# Written request
Reproduce the items below word for word, starting at their first line and ending at the line that contains "[[336, 831]]", with both of those lines included.

::::::::

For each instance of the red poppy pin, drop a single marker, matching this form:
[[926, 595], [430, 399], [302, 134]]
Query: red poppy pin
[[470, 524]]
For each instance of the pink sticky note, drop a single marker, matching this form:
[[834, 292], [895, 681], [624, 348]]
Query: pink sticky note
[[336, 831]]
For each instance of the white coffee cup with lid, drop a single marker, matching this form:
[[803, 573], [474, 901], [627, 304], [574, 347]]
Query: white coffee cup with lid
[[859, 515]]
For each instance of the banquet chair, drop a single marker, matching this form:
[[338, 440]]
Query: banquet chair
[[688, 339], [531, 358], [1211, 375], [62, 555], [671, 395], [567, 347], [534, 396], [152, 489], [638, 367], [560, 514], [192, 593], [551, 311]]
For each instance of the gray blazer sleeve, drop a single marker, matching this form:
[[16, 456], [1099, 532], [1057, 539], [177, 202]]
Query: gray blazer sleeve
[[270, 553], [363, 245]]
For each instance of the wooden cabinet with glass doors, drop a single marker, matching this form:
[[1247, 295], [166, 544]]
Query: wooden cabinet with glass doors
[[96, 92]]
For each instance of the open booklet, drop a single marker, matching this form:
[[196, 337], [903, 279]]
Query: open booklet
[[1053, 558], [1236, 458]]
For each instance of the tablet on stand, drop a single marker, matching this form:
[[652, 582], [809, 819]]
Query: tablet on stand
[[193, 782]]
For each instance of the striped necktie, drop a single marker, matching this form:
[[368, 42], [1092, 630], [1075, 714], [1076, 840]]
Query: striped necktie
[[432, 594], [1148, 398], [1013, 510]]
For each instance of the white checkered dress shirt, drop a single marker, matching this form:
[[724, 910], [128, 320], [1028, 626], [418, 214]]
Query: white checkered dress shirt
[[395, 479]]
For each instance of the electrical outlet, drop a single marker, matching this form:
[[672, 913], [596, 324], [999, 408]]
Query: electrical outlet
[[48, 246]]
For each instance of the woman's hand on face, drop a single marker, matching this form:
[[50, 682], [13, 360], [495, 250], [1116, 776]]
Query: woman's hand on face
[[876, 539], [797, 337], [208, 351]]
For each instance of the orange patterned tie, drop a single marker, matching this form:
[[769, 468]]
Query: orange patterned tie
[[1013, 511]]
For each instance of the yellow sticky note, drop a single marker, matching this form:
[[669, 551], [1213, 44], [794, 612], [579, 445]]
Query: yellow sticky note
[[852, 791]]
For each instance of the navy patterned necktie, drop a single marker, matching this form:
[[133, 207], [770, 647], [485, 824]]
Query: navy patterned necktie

::::::::

# Written response
For each instance of the red poppy pin, drop a single marker, matching this form:
[[926, 595], [430, 399], [302, 134]]
Query: red poppy pin
[[470, 524]]
For each instance of the pink sticky note, drop a single marker, matching this form:
[[834, 292], [895, 681], [624, 348]]
Query: pink sticky note
[[336, 831]]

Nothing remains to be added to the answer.